— Begin QUOTED TEXT —

Check for AP crashes occurring, multiple crashes seen in the same AP, and periodic crashes.

It is advisable to review bootflash content from time to time to locate new crashes. If there are any new crashes, download them, and share those with TAC for root cause analysis. Finally, remove old ones to keep the file system clean.

In case we observe AP disconnections, we can establish what is the most common termination event, and what was the AP state at that moment. This will allow us to have a global picture. Use command: “show wireless stats ap session termination”.

Gladius1#show wireless stats ap session termination

Event                           Previous State                  Occurance Count

------------------------------------------------------------------------------------

DTLS session closed             JOINED                          6

Heartbeat timer expiry          JOINED                          2

Reset by API                    IMAGE_DOWNLOAD                  1

Image download status           IMAGE_DOWNLOAD                  6

Reset by API                    RUN                             3

DTLS session closed             RUN                             17

Heartbeat timer expiry          RUN                             6

Check events with the highest count. If AP was in RUN state disconnections could be due to consistent packet drops.

After that, we can then drill down on using the AP history command to have more detailed information per concrete AP. Filtering AP history by disconnections will show if there were several APs disconnecting at the same time and the disconnect reason for each of the APs. By analyzing command output, we can also realize if there are multiple disconnections occurring for the same AP and the periodicity of the disconnections. Use command: “show wireless stats ap history | i Disjoined”

Gladius1#show wireless stats ap history | i Disjoined

ap3800i-r2-sw1-te0-1     0042.68a0.ee78  Disjoined  05/24/22 12:27:39  NA DTLS close alert from peer

ap3800i-r2-sw1-te0-1     0042.68a0.ee78  Disjoined  05/24/22 12:24:26  NA DTLS close alert from peer

ap3800i-r2-sw1-te0-1     0042.68a0.ee78  Disjoined  05/24/22 12:17:47  NA DTLS close alert from peer

ap3800i-r2-sw1-te0-1     0042.68a0.ee78  Disjoined  05/24/22 11:41:17  NA DTLS close alert from peer

ap3800i-r2-sw1-te0-1     0042.68a0.ee78  Disjoined  05/24/22 11:38:04  NA DTLS close alert from peer

ap3800i-r2-sw1-te0-1     0042.68a0.ee78  Disjoined  05/24/22 10:18:04  NA DTLS close alert from peer

ap3800i-r2-sw1-te0-1     0042.68a0.ee78  Disjoined  05/09/22 13:02:28  NA Heart beat timer expiry

ap3800i-r2-sw1-te0-1     0042.68a0.ee78  Disjoined  05/09/22 10:49:34  NA Heart beat timer expiry

ap3800i-r2-sw1-te0-1     0042.68a0.ee78  Disjoined  05/05/22 19:53:31  NA Failure decoding wtp descriptor

ap3800i-r3-sw2-Gi1-0-37  0042.68a1.03d2  Disjoined  05/12/22 12:02:38  NA DTLS close alert from peer

ap3800i-r3-sw2-Gi1-0-37  0042.68a1.03d2  Disjoined  05/12/22 11:57:43  NA Wtp reset config cmd sent

ap3800i-r3-sw2-Gi1-0-37  0042.68a1.03d2  Disjoined  05/10/22 10:54:49  NA DTLS close alert from peer

Check timestamps and disjoin reason. Find multiple disconnections per AP, disconnections occurring at the same time or periodically.

— End QUOTED TEXT —
— Begin SUPPLIED MATERIAL —

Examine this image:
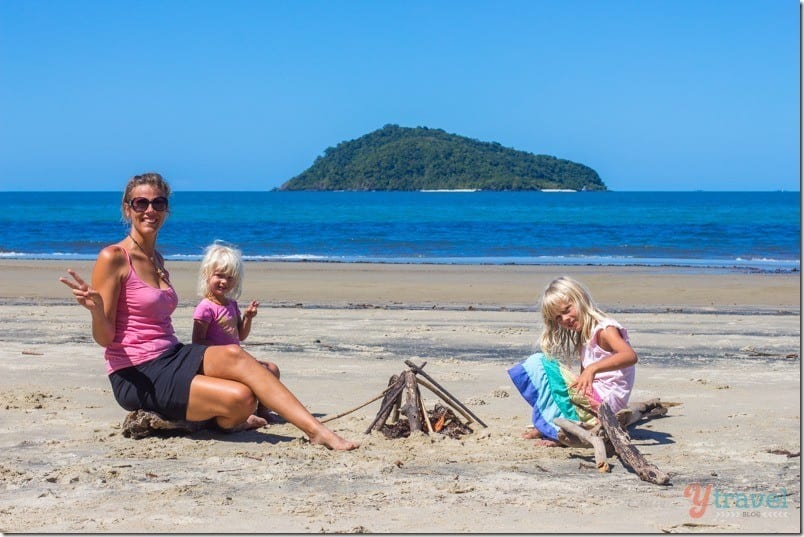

— End SUPPLIED MATERIAL —

INSTRUCTIONS FOR THE TASK
In the AP troubleshooting text, which command shows the most common AP termination event and the AP state at that moment?

TASK OUTPUT
show wireless stats ap session termination